*** Opening GIVEN INFORMATION ***

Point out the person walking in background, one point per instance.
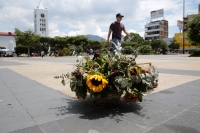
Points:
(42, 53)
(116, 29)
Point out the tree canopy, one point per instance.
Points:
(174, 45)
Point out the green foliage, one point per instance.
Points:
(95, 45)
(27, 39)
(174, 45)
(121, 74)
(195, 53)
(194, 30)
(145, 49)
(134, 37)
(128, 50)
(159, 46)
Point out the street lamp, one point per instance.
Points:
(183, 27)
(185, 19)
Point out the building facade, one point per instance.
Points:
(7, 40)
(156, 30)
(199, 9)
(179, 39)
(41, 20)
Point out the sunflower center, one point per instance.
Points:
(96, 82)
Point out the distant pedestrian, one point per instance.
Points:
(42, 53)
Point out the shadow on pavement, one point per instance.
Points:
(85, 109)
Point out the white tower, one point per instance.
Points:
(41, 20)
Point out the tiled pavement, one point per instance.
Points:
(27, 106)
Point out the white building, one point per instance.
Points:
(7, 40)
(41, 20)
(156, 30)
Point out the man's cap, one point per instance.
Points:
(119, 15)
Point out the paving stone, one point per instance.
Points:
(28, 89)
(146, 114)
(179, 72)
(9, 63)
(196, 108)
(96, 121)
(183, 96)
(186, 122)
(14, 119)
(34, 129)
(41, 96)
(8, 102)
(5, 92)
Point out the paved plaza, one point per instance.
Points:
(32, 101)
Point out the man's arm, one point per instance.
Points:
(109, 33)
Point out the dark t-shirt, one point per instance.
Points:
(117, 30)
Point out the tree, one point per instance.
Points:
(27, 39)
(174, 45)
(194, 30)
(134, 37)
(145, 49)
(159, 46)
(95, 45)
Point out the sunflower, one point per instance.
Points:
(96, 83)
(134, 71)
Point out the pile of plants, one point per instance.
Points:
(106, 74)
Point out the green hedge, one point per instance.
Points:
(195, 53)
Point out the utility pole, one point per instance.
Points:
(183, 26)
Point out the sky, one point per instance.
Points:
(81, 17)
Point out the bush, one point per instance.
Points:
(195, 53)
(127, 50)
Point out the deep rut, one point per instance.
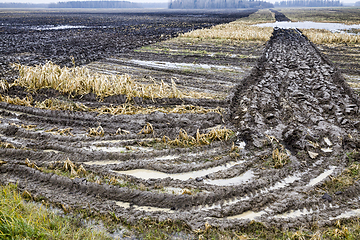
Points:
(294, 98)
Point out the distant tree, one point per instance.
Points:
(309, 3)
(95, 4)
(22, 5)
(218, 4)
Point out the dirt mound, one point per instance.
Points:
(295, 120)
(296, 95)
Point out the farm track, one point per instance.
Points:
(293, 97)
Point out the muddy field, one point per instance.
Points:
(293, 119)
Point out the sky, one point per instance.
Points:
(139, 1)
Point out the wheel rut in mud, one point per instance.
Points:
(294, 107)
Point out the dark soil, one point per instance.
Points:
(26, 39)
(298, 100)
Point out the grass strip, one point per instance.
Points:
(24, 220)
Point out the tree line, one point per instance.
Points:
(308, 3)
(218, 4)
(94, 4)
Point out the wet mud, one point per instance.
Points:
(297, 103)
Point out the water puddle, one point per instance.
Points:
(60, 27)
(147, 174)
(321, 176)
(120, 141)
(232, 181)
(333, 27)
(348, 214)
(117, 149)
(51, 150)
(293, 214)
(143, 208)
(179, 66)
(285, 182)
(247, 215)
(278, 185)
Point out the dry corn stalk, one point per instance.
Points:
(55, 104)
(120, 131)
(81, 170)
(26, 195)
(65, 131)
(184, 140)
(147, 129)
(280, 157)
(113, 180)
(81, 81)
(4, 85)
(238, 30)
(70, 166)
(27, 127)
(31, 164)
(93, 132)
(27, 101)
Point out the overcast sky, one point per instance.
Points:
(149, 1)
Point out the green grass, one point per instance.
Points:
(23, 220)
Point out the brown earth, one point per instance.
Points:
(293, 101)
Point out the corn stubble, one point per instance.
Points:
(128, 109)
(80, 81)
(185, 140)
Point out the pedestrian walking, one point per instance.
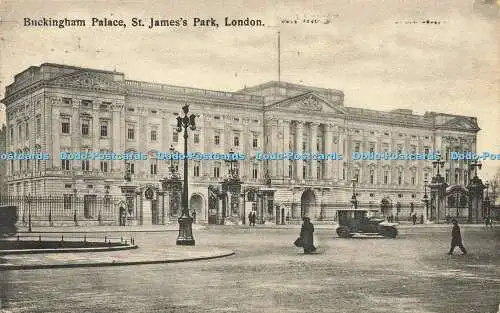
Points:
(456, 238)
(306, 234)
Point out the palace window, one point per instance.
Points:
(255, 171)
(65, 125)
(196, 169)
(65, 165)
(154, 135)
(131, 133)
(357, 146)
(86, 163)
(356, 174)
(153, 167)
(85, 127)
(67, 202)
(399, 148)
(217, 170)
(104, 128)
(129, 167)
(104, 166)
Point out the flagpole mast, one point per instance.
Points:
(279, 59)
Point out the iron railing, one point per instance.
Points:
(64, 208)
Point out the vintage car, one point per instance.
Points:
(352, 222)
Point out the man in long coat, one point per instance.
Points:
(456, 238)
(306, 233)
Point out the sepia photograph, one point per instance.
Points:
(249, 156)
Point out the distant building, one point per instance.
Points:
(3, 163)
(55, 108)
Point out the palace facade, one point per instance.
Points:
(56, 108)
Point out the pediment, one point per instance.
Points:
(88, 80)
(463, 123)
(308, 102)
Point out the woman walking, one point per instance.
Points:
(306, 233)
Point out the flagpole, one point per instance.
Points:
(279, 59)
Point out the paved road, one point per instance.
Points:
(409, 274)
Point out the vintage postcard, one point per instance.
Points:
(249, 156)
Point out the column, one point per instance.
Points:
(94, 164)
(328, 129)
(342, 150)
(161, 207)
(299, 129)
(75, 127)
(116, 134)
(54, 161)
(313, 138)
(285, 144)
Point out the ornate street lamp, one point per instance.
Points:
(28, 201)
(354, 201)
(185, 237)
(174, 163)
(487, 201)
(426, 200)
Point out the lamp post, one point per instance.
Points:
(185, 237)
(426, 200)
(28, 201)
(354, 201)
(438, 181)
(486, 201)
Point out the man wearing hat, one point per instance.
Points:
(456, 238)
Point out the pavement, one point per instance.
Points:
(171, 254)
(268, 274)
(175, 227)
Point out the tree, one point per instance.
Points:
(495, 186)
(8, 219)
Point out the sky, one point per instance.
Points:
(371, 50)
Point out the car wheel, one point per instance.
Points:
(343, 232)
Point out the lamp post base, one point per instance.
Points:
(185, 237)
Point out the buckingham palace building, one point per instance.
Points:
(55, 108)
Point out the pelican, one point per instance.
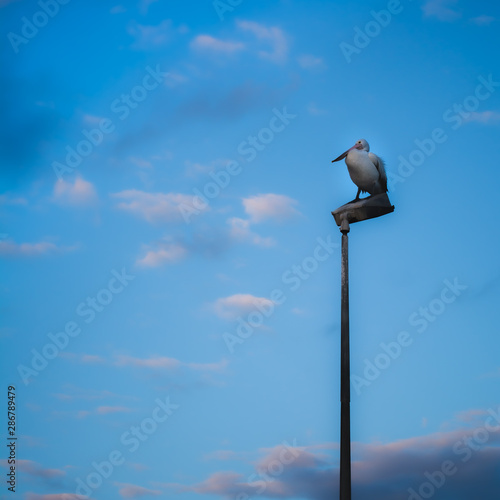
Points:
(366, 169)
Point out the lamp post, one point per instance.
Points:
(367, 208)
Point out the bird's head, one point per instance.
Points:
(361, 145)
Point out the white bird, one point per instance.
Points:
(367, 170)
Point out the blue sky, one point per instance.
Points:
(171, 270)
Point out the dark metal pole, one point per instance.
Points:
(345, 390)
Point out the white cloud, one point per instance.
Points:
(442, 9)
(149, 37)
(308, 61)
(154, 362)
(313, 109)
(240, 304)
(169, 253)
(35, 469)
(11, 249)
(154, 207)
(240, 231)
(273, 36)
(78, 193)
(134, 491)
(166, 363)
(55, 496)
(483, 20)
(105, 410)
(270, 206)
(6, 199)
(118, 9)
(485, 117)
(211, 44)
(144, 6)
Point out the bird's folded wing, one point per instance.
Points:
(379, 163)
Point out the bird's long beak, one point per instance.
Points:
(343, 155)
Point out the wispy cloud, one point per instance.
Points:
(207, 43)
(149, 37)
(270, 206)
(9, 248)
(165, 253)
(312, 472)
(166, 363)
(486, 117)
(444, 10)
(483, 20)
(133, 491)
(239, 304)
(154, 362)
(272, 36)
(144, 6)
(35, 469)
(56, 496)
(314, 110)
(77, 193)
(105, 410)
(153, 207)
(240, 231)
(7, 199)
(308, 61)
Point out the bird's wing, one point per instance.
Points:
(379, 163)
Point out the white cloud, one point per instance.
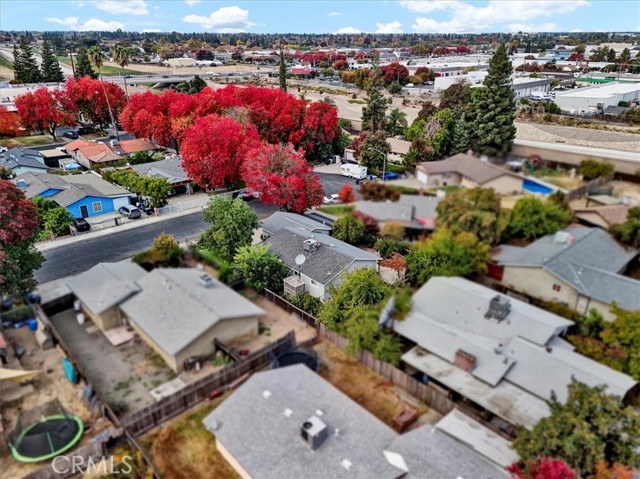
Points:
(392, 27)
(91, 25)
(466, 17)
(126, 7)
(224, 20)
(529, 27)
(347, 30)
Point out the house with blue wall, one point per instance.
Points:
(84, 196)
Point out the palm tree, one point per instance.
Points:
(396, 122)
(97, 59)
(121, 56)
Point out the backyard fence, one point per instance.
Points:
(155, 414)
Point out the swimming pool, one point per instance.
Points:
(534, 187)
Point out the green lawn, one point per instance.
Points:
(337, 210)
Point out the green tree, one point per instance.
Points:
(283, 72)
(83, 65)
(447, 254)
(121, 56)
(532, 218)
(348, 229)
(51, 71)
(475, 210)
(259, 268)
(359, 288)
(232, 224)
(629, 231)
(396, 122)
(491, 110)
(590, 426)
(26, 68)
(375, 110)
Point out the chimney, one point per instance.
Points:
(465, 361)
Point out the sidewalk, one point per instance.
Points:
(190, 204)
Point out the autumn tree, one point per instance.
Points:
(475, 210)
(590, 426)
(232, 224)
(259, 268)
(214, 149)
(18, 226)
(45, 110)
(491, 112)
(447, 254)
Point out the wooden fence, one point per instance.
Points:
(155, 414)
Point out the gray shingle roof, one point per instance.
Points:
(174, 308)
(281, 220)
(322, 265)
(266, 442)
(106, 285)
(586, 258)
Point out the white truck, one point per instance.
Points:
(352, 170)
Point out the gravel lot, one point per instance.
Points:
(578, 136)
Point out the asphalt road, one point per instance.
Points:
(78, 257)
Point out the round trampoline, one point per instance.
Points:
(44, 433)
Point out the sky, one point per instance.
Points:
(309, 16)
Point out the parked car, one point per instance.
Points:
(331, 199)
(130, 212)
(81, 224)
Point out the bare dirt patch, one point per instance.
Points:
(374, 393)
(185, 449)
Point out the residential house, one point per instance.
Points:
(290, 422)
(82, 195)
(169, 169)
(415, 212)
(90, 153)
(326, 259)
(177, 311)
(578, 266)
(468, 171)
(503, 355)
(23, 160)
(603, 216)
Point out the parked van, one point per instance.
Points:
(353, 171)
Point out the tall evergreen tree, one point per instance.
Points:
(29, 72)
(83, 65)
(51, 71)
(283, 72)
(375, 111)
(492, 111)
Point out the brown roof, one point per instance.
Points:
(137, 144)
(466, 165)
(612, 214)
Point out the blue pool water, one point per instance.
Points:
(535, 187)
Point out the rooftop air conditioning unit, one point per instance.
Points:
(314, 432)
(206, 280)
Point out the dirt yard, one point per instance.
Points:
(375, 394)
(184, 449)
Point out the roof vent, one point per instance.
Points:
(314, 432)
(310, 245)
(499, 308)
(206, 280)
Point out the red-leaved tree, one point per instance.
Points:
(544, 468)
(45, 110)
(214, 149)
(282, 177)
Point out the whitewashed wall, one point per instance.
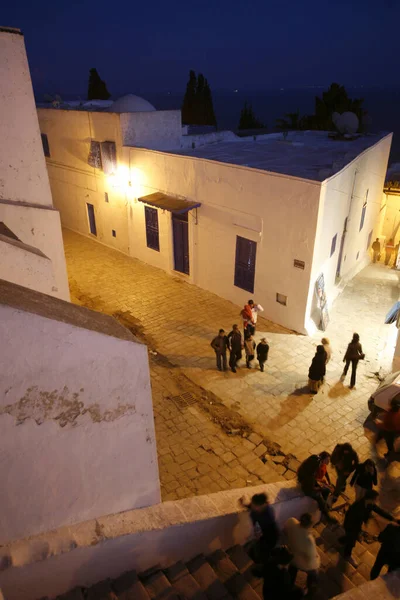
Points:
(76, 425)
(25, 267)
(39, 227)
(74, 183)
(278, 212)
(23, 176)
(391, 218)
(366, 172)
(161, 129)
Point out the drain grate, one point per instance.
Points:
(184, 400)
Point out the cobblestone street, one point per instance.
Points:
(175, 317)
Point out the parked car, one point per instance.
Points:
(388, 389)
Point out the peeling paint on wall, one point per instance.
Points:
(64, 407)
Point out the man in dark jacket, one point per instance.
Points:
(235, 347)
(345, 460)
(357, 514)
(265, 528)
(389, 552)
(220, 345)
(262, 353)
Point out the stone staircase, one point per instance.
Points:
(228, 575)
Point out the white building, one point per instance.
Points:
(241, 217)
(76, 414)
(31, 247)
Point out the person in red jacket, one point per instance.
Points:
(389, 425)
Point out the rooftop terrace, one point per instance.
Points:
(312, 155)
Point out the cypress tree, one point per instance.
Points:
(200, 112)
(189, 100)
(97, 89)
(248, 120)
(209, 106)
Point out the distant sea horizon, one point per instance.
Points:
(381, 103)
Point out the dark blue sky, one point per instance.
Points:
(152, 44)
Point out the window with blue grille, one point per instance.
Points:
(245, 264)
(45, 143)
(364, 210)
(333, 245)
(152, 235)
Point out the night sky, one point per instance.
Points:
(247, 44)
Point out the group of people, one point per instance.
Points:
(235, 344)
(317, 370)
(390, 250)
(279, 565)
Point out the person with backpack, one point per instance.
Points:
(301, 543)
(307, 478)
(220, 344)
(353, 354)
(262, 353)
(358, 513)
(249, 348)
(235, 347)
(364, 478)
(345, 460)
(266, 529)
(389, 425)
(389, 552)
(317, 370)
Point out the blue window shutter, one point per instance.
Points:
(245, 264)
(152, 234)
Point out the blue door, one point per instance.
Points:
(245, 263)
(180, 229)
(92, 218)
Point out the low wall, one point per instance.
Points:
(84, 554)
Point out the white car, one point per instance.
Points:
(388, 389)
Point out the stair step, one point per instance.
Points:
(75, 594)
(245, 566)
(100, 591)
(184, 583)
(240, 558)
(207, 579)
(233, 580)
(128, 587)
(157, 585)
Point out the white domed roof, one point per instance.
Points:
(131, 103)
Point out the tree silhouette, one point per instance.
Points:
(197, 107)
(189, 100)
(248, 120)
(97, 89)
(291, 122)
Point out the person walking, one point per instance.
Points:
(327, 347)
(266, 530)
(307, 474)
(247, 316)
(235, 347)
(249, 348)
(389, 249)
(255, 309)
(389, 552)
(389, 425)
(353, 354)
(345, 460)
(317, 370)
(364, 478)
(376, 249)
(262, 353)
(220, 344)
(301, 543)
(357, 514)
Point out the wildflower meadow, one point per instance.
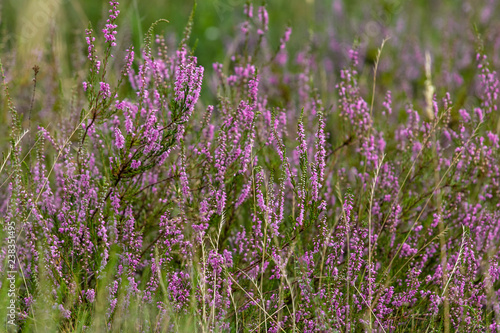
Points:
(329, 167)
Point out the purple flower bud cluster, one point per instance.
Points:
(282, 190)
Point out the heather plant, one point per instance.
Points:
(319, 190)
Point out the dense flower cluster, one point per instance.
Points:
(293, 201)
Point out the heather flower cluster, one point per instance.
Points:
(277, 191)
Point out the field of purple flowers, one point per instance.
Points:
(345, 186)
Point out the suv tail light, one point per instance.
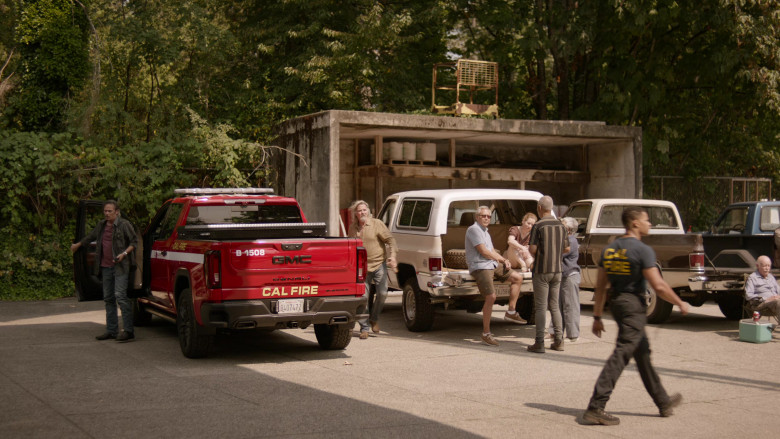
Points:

*** Closing GIVEN INFORMATION ***

▸ TASK BRIEF
Which lines in the records contain the word "cluster"? Copy each one.

▸ SOLVED EXERCISE
Point out the purple flower bud cluster, one point per instance.
Point out the dense flower cluster, one point per instance.
Point out the heather flower cluster, one point per instance.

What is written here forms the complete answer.